■ **Aufgabe**
Führe den Text über Fehlinformationen zur Covid-Pandemie im Anschluss an seinen letzten Satz weiter.
::: Text
Mittwoch, 6. Oktober 2021

Schmutzige Tricks und Fehlinformationen

Persönliches Risiko richtig einzuschätzen, fällt wissenschaftlichen Laien schwer genug. Zumal die Informationen, welche uns über Medien, Politik und Behörden erreichen, oft genug ein Zerrbild der Realität darstellen. Wer das Risiko übertreibt oder falsch darstellt, fördert Angst. Und daraus entsteht eine ungute Polarisierung der Gesellschaft. – Die Informationen zur Covid-Pandemie liefern dafür ein hervorragendes Beispiel. (UPDATE, 12. 10. 2021)

Fehlinformation der Behörden führt zu Hetze in den Medien

An dem Tag, als die Kronen Zeitung (siehe Ausschnitt) berichtete, dass eine Krebspatientin keine Augen-Operation bekommt, weil die Intensivstation mit ungeimpften Covid-Infizierten voll ist, meldete Wien an die AGES eine Belegung von weniger als 100 Covid-Patienten, 275 waren noch frei. Eine negativ getestete Krebs-Patientin kommt zudem überhaupt nicht auf die Covid-Station.

Wie entstehen solche absurden Artikel?

Der beschriebene Fall wurde in der Kronen Zeitung als Coverstory gedruckt. Er vermittelt das Bild, dass ungeimpfte Patienten in Massen die Intensivbetten belegen - und dadurch arme Krebspatienten nicht behandelt werden können.

Solche Artikel entstehen aus Zorn und Unverständnis: Wie können die Menschen so dumm sein, sich nicht impfen zu lassen? Wo sie doch sich selbst und andere damit massiv gefährden. 

Doch stimmt es überhaupt, dass wir uns in einer Pandemie der Ungeimpften befinden?

Aktuelle Daten aus Großbritannien vermitteln nämlich ein ganz anderes Bild.

Aber der Reihe nach.


Transparenz-Vorbild England

An sich sollte man meinen, dass es bei positiv auf Covid getesteten Patienten im Krankenhaus vier Kategorien gibt:

  • vollständig geimpft (> 14 Tage nach der letzten Dosis)
  • unvollständig geimpft (< 14 Tage nach der letzten Dosis)
  • nicht geimpft
  • Impfstatus unbekannt

Die Behörde 'Public Health England' gibt das in seinen Wochenberichten auch so an. (siehe Table 5)
::::::
::: Bereitgestellte Daten
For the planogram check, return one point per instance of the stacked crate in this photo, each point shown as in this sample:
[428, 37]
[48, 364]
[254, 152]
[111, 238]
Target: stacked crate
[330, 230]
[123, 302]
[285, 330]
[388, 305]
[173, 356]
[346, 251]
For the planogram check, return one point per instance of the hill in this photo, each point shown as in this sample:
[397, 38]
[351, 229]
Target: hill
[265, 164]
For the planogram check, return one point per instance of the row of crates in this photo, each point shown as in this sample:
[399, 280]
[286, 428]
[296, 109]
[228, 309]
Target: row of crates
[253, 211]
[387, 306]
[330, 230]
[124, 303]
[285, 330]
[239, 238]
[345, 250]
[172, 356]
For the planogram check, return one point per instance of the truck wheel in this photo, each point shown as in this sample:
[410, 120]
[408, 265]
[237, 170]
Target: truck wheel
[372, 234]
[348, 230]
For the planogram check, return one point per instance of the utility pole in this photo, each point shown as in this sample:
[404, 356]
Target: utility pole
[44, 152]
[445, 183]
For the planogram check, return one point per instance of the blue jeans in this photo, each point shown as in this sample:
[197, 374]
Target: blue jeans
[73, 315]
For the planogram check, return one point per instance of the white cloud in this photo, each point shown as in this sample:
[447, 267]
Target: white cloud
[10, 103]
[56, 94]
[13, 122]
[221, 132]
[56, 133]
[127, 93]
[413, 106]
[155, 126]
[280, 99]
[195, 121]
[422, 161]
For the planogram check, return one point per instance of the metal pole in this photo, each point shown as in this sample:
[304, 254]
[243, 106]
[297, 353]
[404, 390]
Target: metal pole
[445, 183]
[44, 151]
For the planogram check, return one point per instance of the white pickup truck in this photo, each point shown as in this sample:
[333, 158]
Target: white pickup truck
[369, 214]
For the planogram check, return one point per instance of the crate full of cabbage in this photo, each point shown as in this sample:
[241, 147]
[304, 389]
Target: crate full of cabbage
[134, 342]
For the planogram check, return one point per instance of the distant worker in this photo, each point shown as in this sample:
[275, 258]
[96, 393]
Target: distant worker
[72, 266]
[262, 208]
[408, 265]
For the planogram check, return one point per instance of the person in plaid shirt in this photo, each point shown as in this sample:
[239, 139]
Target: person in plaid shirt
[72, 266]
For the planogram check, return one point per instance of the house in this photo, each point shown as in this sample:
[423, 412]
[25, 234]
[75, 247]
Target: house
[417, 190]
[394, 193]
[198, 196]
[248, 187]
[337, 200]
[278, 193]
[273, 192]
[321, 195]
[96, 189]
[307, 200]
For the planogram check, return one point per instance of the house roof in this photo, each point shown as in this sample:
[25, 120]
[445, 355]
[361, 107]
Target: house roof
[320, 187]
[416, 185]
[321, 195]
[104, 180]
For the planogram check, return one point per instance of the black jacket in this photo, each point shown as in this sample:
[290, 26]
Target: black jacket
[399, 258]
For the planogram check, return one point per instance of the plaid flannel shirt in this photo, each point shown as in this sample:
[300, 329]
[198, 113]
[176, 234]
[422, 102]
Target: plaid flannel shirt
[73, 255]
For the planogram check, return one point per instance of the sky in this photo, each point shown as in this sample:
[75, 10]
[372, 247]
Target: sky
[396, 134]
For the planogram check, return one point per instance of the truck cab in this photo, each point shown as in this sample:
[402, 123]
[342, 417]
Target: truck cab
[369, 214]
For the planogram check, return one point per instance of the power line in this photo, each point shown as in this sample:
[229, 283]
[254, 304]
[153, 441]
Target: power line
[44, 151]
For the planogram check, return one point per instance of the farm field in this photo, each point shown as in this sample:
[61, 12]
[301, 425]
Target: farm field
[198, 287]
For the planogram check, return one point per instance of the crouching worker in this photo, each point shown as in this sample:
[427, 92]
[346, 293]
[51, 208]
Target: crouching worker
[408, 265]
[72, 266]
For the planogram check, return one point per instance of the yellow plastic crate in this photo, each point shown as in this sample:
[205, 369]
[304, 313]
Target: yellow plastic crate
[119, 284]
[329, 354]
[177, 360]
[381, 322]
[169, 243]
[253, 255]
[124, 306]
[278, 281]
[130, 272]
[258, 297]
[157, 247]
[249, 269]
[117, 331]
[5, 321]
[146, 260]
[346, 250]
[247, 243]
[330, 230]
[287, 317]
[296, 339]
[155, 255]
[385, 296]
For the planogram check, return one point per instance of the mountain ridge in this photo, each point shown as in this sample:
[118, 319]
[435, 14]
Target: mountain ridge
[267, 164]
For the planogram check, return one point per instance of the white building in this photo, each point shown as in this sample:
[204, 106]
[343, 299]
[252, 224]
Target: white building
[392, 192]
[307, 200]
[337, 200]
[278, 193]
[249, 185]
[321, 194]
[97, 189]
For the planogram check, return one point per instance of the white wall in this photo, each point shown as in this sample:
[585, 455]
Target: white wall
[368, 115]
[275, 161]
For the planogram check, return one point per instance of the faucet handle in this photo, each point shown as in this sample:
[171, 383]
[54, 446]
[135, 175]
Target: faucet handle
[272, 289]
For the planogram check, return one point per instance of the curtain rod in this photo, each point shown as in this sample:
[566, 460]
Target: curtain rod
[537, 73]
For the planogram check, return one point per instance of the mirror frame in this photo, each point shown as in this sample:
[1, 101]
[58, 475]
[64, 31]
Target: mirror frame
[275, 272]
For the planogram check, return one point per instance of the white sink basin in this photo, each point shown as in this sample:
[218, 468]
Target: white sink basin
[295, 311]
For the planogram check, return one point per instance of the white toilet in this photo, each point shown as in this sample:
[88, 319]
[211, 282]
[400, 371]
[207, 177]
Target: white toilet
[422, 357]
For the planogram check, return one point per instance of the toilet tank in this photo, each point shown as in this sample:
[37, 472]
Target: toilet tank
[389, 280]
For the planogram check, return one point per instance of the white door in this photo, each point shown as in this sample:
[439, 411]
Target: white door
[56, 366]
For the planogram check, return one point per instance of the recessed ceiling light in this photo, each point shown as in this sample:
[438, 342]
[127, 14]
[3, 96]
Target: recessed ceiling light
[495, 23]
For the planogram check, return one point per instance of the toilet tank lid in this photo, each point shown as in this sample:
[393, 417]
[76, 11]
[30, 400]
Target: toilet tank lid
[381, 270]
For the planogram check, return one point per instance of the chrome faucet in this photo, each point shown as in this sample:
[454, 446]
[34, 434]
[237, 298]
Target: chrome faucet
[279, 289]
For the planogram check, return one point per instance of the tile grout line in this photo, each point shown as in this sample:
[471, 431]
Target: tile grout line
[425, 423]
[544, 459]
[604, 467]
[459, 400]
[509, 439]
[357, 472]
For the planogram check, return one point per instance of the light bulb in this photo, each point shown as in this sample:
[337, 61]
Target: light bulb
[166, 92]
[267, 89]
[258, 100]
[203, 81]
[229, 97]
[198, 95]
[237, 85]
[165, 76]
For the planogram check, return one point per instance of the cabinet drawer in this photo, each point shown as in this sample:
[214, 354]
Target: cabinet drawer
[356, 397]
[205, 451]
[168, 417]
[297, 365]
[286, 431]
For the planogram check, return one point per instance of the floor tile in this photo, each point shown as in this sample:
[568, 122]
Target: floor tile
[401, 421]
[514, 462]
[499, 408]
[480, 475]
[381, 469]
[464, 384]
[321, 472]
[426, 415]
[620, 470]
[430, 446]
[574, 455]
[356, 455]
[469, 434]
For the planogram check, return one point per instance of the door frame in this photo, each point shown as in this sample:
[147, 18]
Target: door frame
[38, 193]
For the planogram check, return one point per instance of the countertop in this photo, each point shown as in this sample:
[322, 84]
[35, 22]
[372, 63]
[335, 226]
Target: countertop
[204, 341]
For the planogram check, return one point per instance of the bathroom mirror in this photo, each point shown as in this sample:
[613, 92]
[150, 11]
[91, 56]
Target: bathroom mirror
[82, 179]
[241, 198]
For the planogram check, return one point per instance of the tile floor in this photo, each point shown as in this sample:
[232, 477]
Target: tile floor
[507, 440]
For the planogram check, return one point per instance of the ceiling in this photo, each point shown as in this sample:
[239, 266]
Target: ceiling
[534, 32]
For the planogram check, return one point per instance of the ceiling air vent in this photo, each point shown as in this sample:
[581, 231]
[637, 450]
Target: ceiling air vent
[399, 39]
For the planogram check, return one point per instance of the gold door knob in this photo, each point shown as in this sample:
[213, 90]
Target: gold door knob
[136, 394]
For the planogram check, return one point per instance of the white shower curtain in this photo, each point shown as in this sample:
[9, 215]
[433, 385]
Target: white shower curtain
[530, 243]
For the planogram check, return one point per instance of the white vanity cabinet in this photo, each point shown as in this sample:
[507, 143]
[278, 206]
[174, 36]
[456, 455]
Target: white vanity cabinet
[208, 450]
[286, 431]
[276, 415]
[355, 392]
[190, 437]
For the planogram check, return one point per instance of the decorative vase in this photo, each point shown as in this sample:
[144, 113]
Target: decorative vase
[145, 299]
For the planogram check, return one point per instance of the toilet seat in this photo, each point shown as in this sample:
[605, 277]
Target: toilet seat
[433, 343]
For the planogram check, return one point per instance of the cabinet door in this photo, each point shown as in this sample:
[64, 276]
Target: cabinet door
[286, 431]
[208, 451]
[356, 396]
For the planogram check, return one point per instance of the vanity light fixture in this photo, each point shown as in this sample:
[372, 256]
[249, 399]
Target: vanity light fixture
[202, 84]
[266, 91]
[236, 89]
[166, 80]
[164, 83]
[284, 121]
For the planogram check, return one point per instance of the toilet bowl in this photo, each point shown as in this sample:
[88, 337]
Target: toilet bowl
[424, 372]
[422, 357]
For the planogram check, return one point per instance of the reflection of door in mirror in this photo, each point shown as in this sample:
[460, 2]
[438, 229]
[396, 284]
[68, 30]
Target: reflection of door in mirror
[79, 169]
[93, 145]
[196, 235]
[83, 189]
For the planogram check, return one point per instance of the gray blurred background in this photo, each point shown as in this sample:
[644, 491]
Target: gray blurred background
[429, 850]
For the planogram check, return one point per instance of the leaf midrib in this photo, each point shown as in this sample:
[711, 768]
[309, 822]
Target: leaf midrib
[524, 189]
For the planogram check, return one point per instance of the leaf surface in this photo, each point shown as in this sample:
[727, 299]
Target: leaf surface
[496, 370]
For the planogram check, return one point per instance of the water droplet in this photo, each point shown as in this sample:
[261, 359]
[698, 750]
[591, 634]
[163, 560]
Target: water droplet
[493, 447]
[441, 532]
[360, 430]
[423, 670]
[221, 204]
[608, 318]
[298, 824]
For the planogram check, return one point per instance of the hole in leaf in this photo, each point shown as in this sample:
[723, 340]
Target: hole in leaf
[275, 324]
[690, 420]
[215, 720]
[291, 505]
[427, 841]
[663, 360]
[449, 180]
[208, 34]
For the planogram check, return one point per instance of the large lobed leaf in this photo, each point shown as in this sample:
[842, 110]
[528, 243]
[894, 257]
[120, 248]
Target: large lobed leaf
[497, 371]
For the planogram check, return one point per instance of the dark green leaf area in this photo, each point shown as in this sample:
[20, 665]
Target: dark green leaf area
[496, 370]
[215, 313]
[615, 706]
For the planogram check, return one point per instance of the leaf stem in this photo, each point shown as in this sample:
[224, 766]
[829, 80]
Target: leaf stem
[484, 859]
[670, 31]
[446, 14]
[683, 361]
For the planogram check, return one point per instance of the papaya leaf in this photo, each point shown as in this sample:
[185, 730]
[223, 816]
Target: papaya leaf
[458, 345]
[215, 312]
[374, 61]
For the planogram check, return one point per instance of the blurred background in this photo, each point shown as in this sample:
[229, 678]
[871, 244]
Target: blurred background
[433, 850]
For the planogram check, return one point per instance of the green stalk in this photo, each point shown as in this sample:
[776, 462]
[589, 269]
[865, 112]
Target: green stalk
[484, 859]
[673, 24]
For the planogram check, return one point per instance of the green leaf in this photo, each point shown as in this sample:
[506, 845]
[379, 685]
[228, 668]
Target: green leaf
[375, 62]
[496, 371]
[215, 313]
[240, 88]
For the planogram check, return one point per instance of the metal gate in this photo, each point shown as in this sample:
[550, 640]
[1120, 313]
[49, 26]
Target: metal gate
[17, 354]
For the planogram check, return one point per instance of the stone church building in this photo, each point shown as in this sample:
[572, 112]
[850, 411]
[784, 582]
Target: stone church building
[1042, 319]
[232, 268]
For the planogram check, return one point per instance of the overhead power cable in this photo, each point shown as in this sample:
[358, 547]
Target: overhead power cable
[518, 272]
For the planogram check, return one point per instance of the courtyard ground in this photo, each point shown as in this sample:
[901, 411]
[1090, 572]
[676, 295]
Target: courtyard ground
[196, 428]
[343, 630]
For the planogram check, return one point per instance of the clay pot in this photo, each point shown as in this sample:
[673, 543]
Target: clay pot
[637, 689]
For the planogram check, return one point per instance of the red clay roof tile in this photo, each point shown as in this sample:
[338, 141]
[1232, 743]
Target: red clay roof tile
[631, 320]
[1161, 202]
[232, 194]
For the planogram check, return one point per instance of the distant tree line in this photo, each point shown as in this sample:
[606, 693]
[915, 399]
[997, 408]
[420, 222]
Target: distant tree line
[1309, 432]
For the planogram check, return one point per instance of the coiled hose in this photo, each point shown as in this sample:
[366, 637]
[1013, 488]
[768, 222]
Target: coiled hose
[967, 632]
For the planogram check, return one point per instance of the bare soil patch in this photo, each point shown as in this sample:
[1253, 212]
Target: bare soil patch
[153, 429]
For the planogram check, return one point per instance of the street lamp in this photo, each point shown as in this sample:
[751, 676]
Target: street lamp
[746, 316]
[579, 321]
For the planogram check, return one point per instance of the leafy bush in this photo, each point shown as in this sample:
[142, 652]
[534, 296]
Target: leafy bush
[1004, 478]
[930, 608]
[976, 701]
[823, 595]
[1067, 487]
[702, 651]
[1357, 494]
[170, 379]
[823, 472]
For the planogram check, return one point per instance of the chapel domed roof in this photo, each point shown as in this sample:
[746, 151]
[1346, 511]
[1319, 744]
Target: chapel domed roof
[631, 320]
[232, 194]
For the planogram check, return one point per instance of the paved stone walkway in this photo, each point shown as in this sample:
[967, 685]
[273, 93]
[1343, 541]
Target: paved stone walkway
::::::
■ **Lösung**
Das ist transparent und für alle verständlich.

Transparenz bedeutet für die Politik jedoch ein erhebliches Risiko. Denn wenn etwas schief geht, so erfährt das die Öffentlichkeit sofort und man gerät in Erklärungsnot.

Und so ist es jetzt auch.

Die Daten der letzten Wochen zeigen für England, dass in der Altersgruppe ab 50 Jahren... 

  • 89,7% der Covid-Infizierten 
  • 77,4% der mit positivem Test Hospitalisierten 
  • 74,6% der mit positivem Test Verstorbenen 

vollständig geimpft waren. 

Hier ein Überblick zur Verteilung der Todesfälle mit Covid-Diagnose während des letzten Monats (Anfang September bis Anfang Oktober 2021). Die Daten finden sich in Table 4.


Anders sieht es aus, wenn das Sterberisiko auf die entsprechende Altersgruppe der Geimpften oder Ungeimpften hoch gerechnet wird. Dann sind die Geimpften im Vorteil. 

In der Altersgruppe von 18 bis 29 sterben 4 pro Million Ungeimpfte - aber nur 1 pro Million Geimpfte. 

In der Altersgruppe von 30 bis 39 erhöht sich das Verhältnis auf 10 zu 1 (pro Million).

Dies steigert sich in der Altersgruppe über 80 Jahren auf 481 zu 1332 Todesfälle (pro Million).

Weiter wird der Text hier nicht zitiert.